### What you will do
Leaving out all pictures, retype the records exactly.

### Exercise data
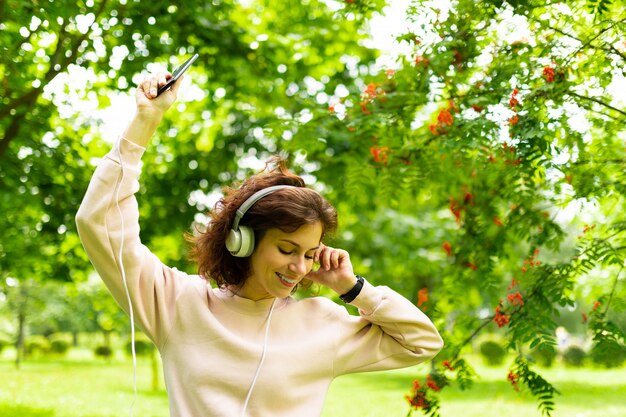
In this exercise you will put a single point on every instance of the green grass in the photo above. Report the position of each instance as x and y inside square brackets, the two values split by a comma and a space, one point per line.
[79, 386]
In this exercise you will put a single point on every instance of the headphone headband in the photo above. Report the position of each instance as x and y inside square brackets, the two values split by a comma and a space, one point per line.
[253, 199]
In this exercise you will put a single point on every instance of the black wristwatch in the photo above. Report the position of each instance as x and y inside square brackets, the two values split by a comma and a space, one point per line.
[356, 290]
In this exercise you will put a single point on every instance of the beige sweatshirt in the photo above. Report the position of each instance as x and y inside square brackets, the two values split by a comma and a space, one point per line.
[211, 340]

### Task response
In this exercise you will put a single point on every instance of the green grass in the photo above. Report the position of each instance as x and y inside square brackets, the two values split by a comma and a space, one point per line.
[79, 386]
In this exercise you will put a single point on every instance of the headphone headband in the photo above. Report the position of each instance as x and y inside square brackets, the two values split by a comma and a space, one point per line.
[253, 199]
In this exercise you will put a single point on every instance of the black wristwatch in the photo above. Report the position of each instance as x and y inside square brackets, the two values split by a comma and a space, one point per line.
[356, 290]
In this exercise you will put a single point on every instance of the beige sweatshirt in the photo above. Report the position of each instance as x and y inside square brackets, the two values split by a comma and a space, one point per line.
[211, 340]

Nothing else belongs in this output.